= READING TEXT =
=====

The teaching of Ancient History in schools is to become, well, ancient history. The only examination board offering an A level in the subject is to drop it in favour of a new Classical Civilisation qualification.
Boris Johnson, the Tory higher education spokesman and president of the Joint Association of Classical Teachers (JACT), criticised the OCR exam board for its “demented” decision to replace “a tough, rewarding, crunchy” subject with a softer option. “You can’t just subsume the study of Ancient History into the study of Classical Civilisation. You might as well say that you can learn English history through the study of English language and literature. If we lose Ancient History A level, we lose yet another battle in the general dumbing-down of Britain,” he said.
David Tristram, head of The Kingswood School in Corby, Northamptonshire and chair of the JACT council, described the move as “disgraceful”.
“Cicero once said that not to know what took place before you were born is to remain forever a child. The cradle of democracy was Greece, and Western civilisation developed out of the Roman and Greek civilisations — their study is crucial to our own culture and civilisation,” he said.
Graham Able, head of Dulwich College, said that the move reinforced his own decision to opt out of the entire A-level system in favour of the new PreU examination. “Ancient History is a bona fide academic subject in its own right whereas Classical Civilisation tends to be a watered-down version with less historical rigour.”
The Ancient History syllabus covers 21 different aspects and eras of ancient Greek and Roman history, such as the conflict of Greece and Persia in 499BC to 479BC and the reign of Nero. Under the Classical Civilisation A level, history will be dealt with in units, such as “Romano-British society and history as depicted in the literary and archaeological record”.
The move by the OCR exam board follows a revival of interest in ancient history, the result of movie blockbusters such as 300,about the battle of Thermo-pylae , as well as books and TV programmes including the BBC’s Rome.Peter Jones, of the National Coordinating Committee for Classics, said that it made no sense to axe the subject when numbers studying it at AS and A2 level since 2000 had risen by 300 per cent.
Tony Little, Head Master of Eton College, cautioned against a more general trend to “whittle away” valuable periods from the study of history in secondary school: “The notion that history has to be mid-20th century and exclusively focused on the Nazis seems to undervalue history as a subject.”

=====

= DATA EXTRACT =

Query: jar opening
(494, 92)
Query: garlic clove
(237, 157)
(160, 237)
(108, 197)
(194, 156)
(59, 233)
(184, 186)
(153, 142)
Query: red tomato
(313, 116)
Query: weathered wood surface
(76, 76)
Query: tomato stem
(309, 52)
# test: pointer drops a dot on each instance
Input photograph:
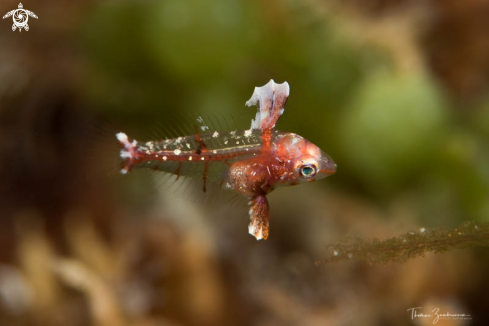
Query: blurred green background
(396, 91)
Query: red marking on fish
(251, 162)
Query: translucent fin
(259, 214)
(191, 189)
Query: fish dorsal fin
(271, 100)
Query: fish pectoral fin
(259, 214)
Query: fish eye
(308, 171)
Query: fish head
(306, 161)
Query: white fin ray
(271, 99)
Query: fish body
(251, 162)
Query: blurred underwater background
(396, 91)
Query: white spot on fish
(122, 137)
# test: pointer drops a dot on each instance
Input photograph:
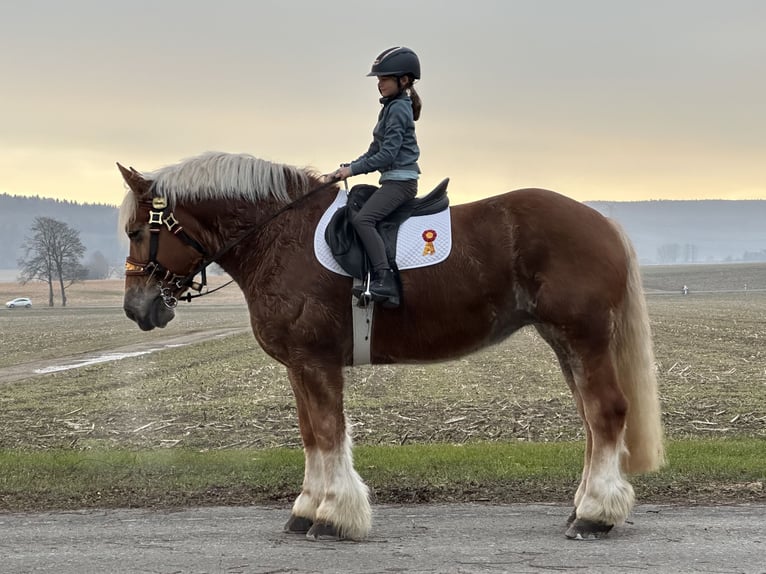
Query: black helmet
(398, 61)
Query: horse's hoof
(582, 529)
(323, 531)
(298, 524)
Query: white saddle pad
(423, 240)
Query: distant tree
(52, 254)
(98, 266)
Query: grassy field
(499, 425)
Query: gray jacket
(394, 147)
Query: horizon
(597, 100)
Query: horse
(525, 257)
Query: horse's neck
(267, 233)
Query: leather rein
(160, 214)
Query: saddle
(345, 245)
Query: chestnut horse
(527, 257)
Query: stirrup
(362, 292)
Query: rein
(164, 216)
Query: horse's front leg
(304, 509)
(334, 498)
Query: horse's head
(163, 257)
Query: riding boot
(384, 288)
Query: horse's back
(566, 258)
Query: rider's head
(398, 62)
(402, 64)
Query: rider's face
(388, 86)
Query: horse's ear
(135, 180)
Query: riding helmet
(398, 61)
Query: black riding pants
(392, 194)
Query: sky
(597, 99)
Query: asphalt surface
(456, 538)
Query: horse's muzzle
(148, 315)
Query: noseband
(168, 281)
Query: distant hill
(666, 232)
(704, 231)
(97, 224)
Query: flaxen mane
(217, 175)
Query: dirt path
(47, 366)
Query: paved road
(459, 538)
(46, 366)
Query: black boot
(384, 288)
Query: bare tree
(98, 266)
(52, 254)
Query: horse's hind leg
(605, 497)
(564, 356)
(334, 498)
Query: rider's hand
(343, 172)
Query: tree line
(53, 254)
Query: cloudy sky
(598, 99)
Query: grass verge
(698, 472)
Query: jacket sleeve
(383, 155)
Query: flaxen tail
(636, 371)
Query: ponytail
(408, 87)
(417, 104)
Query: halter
(168, 281)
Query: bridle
(169, 282)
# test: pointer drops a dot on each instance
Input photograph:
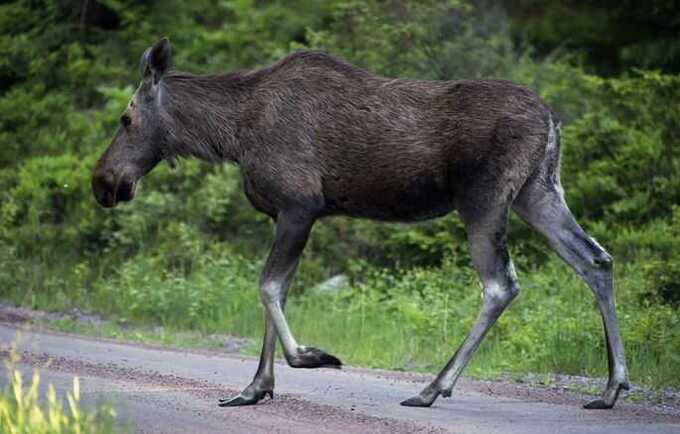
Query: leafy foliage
(186, 252)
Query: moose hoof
(609, 398)
(310, 357)
(424, 399)
(416, 401)
(246, 399)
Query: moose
(315, 136)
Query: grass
(21, 411)
(402, 320)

=====

= WORK TO COMPLETE =
1. Answer these questions from the article on the Ancient History A level:
(a) Which exam board is dropping the subject?
(b) Which school does David Tristram head?
(c) By what percentage have numbers studying the subject at AS and A2 level risen since 2000?
2. Write out, word for word, the part of the article that opens with the words containing "The teaching of" and closes with "Classical Civilisation qualification.".
The material has no connection to the article.

= SET OF ANSWERS =
1.
(a) OCR
(b) The Kingswood School in Corby, Northamptonshire
(c) 300 per cent

2.
The teaching of Ancient History in schools is to become, well, ancient history. The only examination board offering an A level in the subject is to drop it in favour of a new Classical Civilisation qualification.